_About this exercise_: If pictures are present, leave them out, and copy the data word for word.

_Record extracts_:
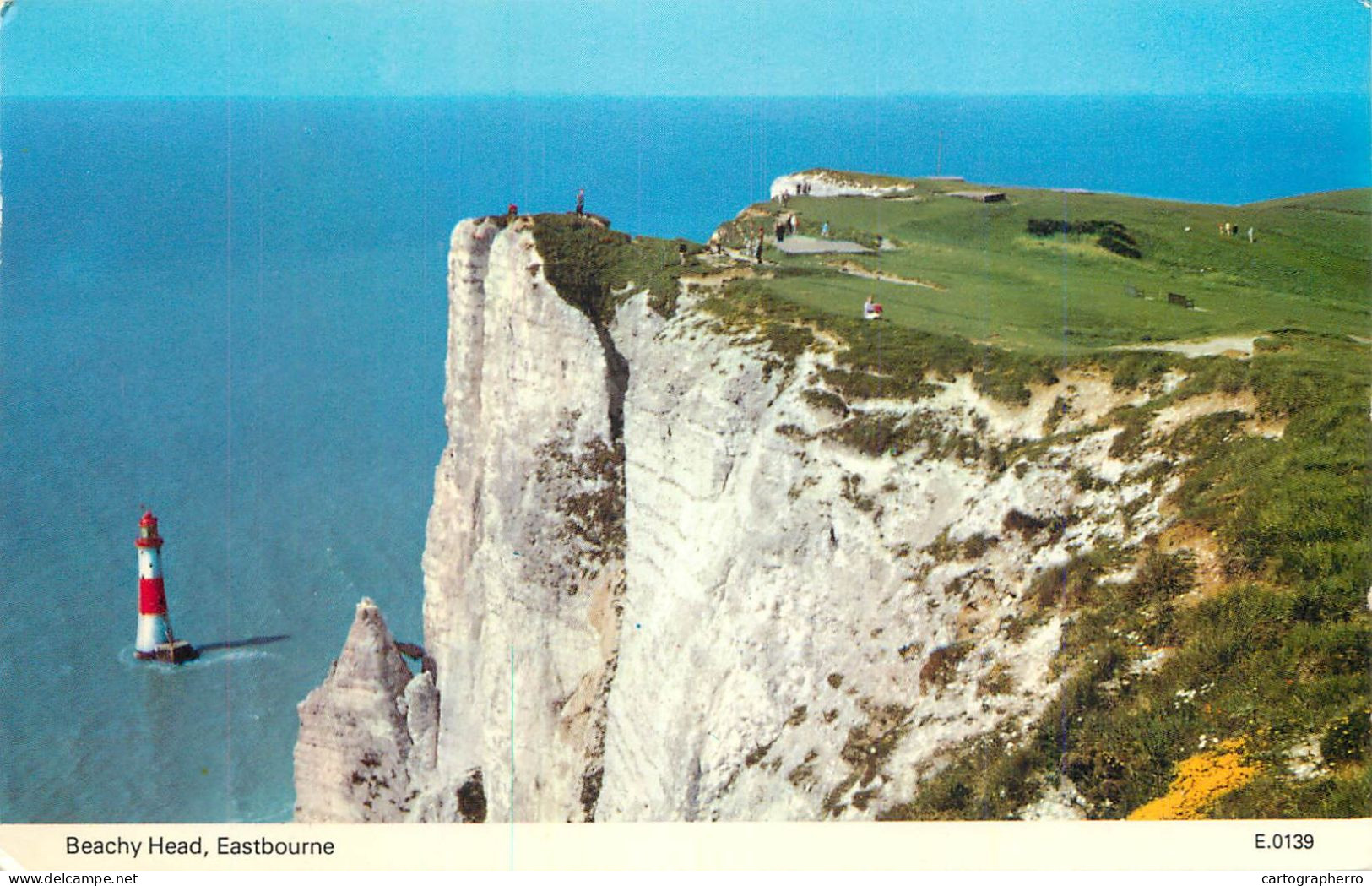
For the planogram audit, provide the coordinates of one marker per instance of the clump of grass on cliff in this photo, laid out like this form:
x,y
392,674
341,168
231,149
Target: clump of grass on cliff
x,y
588,264
1272,656
876,358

_Answer space_:
For the planogram audit, provide the coordinates of one marker per instance of the clump of grass on cliff in this photo, laid out like this form:
x,y
392,674
341,168
231,149
Target: clump of grass on cliff
x,y
588,264
1272,656
876,358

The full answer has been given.